Lay out every line of the material below as a Markdown table with the columns Row and Text. Row holds a running line number and Text holds the line. Skip blank lines and leave out the pictures.
++++ Supplied data
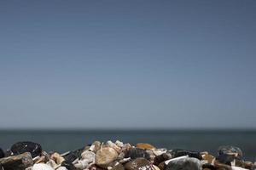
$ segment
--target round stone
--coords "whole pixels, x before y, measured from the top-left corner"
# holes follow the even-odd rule
[[[196,158],[183,157],[169,162],[166,170],[201,170],[201,164]]]
[[[152,163],[143,157],[129,162],[125,167],[126,170],[154,170]]]
[[[108,167],[108,165],[116,160],[117,151],[111,147],[103,147],[96,151],[96,164],[102,167]]]

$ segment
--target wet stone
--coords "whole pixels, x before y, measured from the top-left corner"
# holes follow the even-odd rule
[[[183,157],[169,162],[166,170],[201,170],[201,164],[195,157]]]
[[[14,155],[30,152],[32,157],[40,156],[42,152],[41,145],[33,142],[18,142],[13,144],[10,150]]]
[[[125,157],[131,157],[131,159],[136,159],[137,157],[143,157],[148,160],[150,160],[149,154],[146,151],[146,150],[141,148],[132,148],[128,150],[125,153]]]
[[[152,163],[145,158],[136,158],[125,165],[127,170],[154,170]]]

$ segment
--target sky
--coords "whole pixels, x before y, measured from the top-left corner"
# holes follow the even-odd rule
[[[0,129],[256,128],[256,1],[1,1]]]

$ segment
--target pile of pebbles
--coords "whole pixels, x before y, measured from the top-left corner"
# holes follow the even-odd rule
[[[0,148],[2,170],[256,170],[235,146],[220,146],[216,156],[204,151],[166,150],[147,143],[95,141],[63,154],[44,151],[39,144],[18,142]]]

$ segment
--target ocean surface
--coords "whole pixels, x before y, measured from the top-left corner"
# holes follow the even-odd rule
[[[231,144],[241,149],[246,160],[256,161],[256,131],[253,130],[0,130],[0,147],[4,150],[18,141],[33,141],[44,150],[62,153],[95,140],[146,142],[159,148],[207,150],[215,156],[219,145]]]

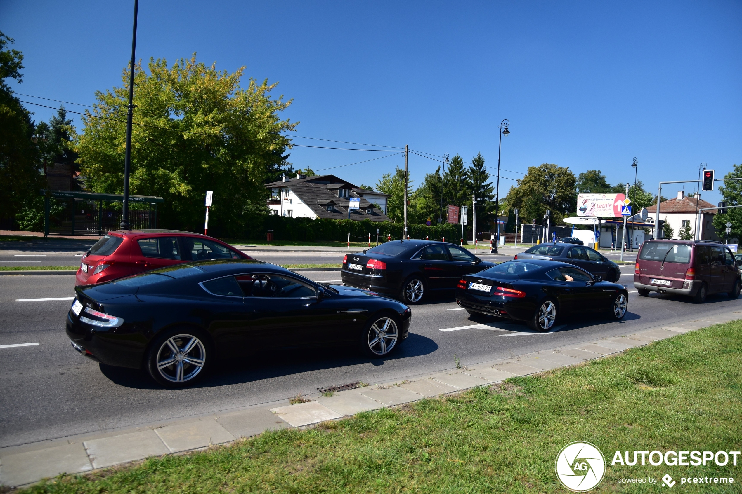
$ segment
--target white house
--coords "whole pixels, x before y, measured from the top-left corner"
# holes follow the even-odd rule
[[[714,215],[717,210],[709,210],[698,213],[699,209],[715,207],[714,204],[700,198],[700,195],[695,197],[687,197],[682,190],[677,192],[677,197],[668,199],[660,203],[660,219],[664,220],[666,224],[672,228],[673,238],[680,238],[680,231],[684,225],[690,225],[691,231],[695,232],[698,224],[698,216],[700,215],[700,240],[721,240],[714,230]],[[647,223],[657,224],[657,204],[647,207],[649,218]]]
[[[347,219],[349,216],[357,221],[391,221],[386,214],[389,196],[359,189],[334,175],[284,176],[279,181],[266,184],[266,187],[271,191],[268,207],[282,216]],[[360,199],[360,208],[351,210],[349,215],[351,198]]]

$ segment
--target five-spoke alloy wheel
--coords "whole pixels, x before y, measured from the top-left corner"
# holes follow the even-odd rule
[[[180,330],[162,335],[150,349],[150,375],[165,386],[183,387],[200,377],[211,357],[207,337],[200,332]]]
[[[361,336],[361,350],[378,358],[389,355],[400,341],[399,324],[390,316],[372,318]]]

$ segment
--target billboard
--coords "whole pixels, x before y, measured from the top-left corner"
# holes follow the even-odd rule
[[[459,222],[459,207],[448,204],[448,222],[456,224]]]
[[[577,216],[620,218],[626,197],[623,194],[579,194]]]

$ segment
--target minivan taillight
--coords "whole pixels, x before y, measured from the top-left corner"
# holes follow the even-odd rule
[[[370,259],[367,263],[366,263],[366,267],[372,270],[385,270],[387,269],[387,263],[381,261],[377,261],[376,259]]]

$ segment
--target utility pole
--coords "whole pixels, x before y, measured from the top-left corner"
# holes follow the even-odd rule
[[[404,144],[404,219],[403,220],[402,238],[407,238],[407,184],[410,176],[407,175],[407,154],[409,154],[407,144]]]
[[[131,120],[134,108],[134,54],[137,48],[137,11],[139,0],[134,0],[134,27],[131,35],[131,64],[129,66],[129,106],[126,114],[126,152],[124,157],[124,207],[121,216],[121,230],[129,230],[129,170],[131,167]]]

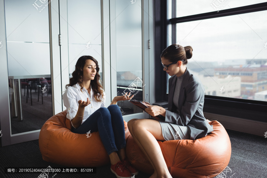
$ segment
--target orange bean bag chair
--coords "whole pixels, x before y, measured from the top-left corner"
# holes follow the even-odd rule
[[[158,141],[173,178],[213,177],[228,165],[231,151],[228,134],[217,121],[208,121],[213,125],[214,131],[205,137],[194,140]],[[153,167],[131,135],[126,143],[126,154],[138,169],[153,173]]]
[[[72,132],[66,115],[66,110],[52,116],[42,127],[39,146],[43,159],[67,166],[98,167],[110,163],[98,132],[91,133],[88,138],[85,134]],[[125,121],[124,126],[127,140],[130,134]]]

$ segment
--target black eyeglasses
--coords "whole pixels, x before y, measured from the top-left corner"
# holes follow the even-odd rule
[[[168,70],[168,67],[169,67],[169,66],[170,66],[172,64],[174,64],[176,63],[177,63],[177,62],[178,62],[178,61],[183,61],[184,60],[178,60],[178,61],[176,61],[175,62],[174,62],[172,63],[171,63],[169,64],[168,64],[168,65],[164,65],[164,64],[163,64],[162,63],[162,62],[160,62],[161,63],[161,64],[162,64],[162,66],[163,66],[163,67],[165,68],[165,69],[166,69],[167,70]]]

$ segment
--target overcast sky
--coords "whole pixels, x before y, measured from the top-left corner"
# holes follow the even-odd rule
[[[225,4],[219,0],[177,1],[177,17],[213,11],[213,2],[223,4],[218,10]],[[222,10],[266,2],[228,0],[224,3],[228,1]],[[178,23],[177,26],[177,42],[192,46],[196,61],[267,58],[264,46],[267,42],[267,11]]]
++++++++
Complete answer:
| Row | Text |
|---|---|
| 1 | $ segment |
| 2 | --target round stone |
| 3 | --coords "whole pixels, x before y, measured from the top-left corner" |
| 4 | # holes follow the even-odd rule |
| 5 | [[[196,158],[183,157],[169,162],[166,170],[201,170],[201,164]]] |
| 6 | [[[152,163],[143,157],[129,162],[125,167],[126,170],[154,170]]] |
| 7 | [[[108,167],[108,165],[116,160],[117,151],[111,147],[103,147],[96,151],[96,164],[102,167]]] |
| 8 | $ segment |
| 9 | --target wet stone |
| 10 | --coords "whole pixels, x before y, measured from the top-left corner" |
| 11 | # holes follow the even-odd rule |
| 12 | [[[183,157],[169,162],[166,170],[201,170],[201,164],[195,157]]] |
| 13 | [[[14,155],[30,152],[32,157],[40,156],[42,152],[41,145],[33,142],[18,142],[13,144],[10,150]]] |
| 14 | [[[125,157],[131,157],[131,159],[136,159],[137,157],[143,157],[148,160],[150,160],[149,154],[146,151],[146,150],[141,148],[132,148],[128,150],[125,153]]] |
| 15 | [[[152,163],[145,158],[136,158],[125,165],[127,170],[154,170]]] |
| 16 | $ segment |
| 17 | --target sky |
| 18 | --coords "whole pixels, x before y, measured from the top-left corner" |
| 19 | # holes follow the even-odd rule |
| 20 | [[[0,129],[256,128],[256,1],[1,1]]] |
| 21 | $ segment |
| 22 | --target pile of pebbles |
| 23 | --coords "whole pixels, x before y, measured from the top-left corner" |
| 24 | # holes follow the even-odd rule |
| 25 | [[[0,148],[2,170],[256,170],[235,146],[220,146],[216,156],[204,151],[166,150],[147,143],[95,141],[63,154],[44,151],[39,144],[18,142]]] |
| 26 | $ segment |
| 27 | --target ocean surface |
| 28 | --coords "whole pixels, x before y, measured from the top-left corner" |
| 29 | # holes follow the even-odd rule |
| 30 | [[[231,144],[241,149],[246,160],[256,161],[256,131],[253,130],[0,130],[0,147],[4,150],[18,141],[33,141],[44,150],[62,153],[95,140],[146,142],[159,148],[207,150],[215,156],[219,145]]] |
| 31 | $ segment |
| 32 | --target white house |
| 33 | --coords "whole pixels, x before y, measured from the top-left corner" |
| 34 | # holes follow the even-odd rule |
| 35 | [[[714,215],[717,210],[709,210],[698,213],[699,209],[715,207],[714,204],[700,198],[700,195],[695,197],[687,197],[682,190],[677,192],[677,197],[668,199],[660,203],[660,219],[664,220],[666,224],[672,228],[673,238],[680,238],[680,231],[684,225],[690,225],[691,231],[695,232],[698,224],[698,216],[700,215],[700,240],[721,240],[714,230]],[[647,223],[657,224],[657,204],[647,207],[649,218]]] |
| 36 | [[[347,219],[349,216],[357,221],[391,221],[386,214],[389,196],[359,189],[334,175],[284,176],[279,181],[266,184],[266,187],[271,191],[268,207],[282,216]],[[360,199],[360,208],[351,210],[349,215],[351,198]]] |
| 37 | $ segment |
| 38 | --target five-spoke alloy wheel |
| 39 | --coords "whole pixels, x before y, measured from the top-left corner" |
| 40 | # holes follow the even-odd rule |
| 41 | [[[180,330],[162,335],[150,349],[150,375],[165,386],[183,387],[200,377],[211,357],[207,337],[200,332]]] |
| 42 | [[[361,336],[361,350],[378,358],[389,355],[400,341],[399,324],[390,316],[372,318]]] |
| 43 | $ segment |
| 44 | --target billboard |
| 45 | --coords "whole pixels, x before y, measured from the top-left corner" |
| 46 | # holes follow the even-odd rule |
| 47 | [[[459,222],[459,207],[448,204],[448,222],[456,224]]] |
| 48 | [[[577,216],[620,218],[626,197],[623,194],[579,194]]] |
| 49 | $ segment |
| 50 | --target minivan taillight |
| 51 | --coords "whole pixels, x before y, measured from the top-left corner" |
| 52 | # holes follow the even-odd rule |
| 53 | [[[370,259],[367,263],[366,263],[366,267],[372,270],[385,270],[387,269],[387,263],[381,261],[377,261],[376,259]]] |
| 54 | $ segment |
| 55 | --target utility pole |
| 56 | --coords "whole pixels, x before y, measured from the top-left corner" |
| 57 | # holes follow the even-odd rule |
| 58 | [[[404,144],[404,219],[403,220],[402,238],[407,238],[407,184],[410,176],[407,175],[407,154],[409,154],[407,144]]] |
| 59 | [[[131,120],[134,108],[134,54],[137,48],[137,11],[139,0],[134,0],[134,27],[131,35],[131,64],[129,66],[129,106],[126,114],[126,152],[124,157],[124,207],[121,216],[121,230],[129,230],[129,170],[131,167]]] |
| 60 | $ segment |
| 61 | --target orange bean bag chair |
| 62 | --coords "whole pixels, x before y, measured from the top-left corner" |
| 63 | # holes follow the even-odd rule |
| 64 | [[[158,141],[173,178],[213,177],[228,165],[231,151],[228,134],[217,121],[208,121],[213,125],[214,131],[205,137],[194,140]],[[153,167],[131,135],[126,143],[126,154],[138,169],[153,173]]] |
| 65 | [[[72,132],[66,115],[66,110],[52,116],[42,127],[39,146],[43,159],[67,166],[98,167],[110,163],[98,132],[91,133],[88,138],[85,134]],[[125,121],[124,126],[127,140],[130,134]]] |
| 66 | $ segment |
| 67 | --target black eyeglasses |
| 68 | --coords "whole pixels, x before y, measured from the top-left corner" |
| 69 | # holes follow the even-odd rule |
| 70 | [[[168,70],[168,67],[169,67],[169,66],[170,66],[172,64],[174,64],[176,63],[177,63],[177,62],[178,62],[178,61],[183,61],[184,60],[178,60],[178,61],[176,61],[175,62],[174,62],[172,63],[171,63],[169,64],[168,64],[168,65],[164,65],[164,64],[163,64],[162,63],[162,62],[160,62],[161,63],[161,64],[162,64],[162,66],[163,66],[163,67],[165,68],[165,69],[166,69],[167,70]]] |
| 71 | $ segment |
| 72 | --target overcast sky |
| 73 | --coords "whole pixels, x before y, measured from the top-left corner" |
| 74 | # holes follow the even-odd rule |
| 75 | [[[225,4],[219,0],[177,1],[177,17],[213,11],[213,2],[223,4],[218,10]],[[222,10],[266,2],[228,0],[224,3],[228,1]],[[178,23],[177,26],[177,42],[192,46],[196,61],[267,58],[264,46],[267,42],[267,11]]] |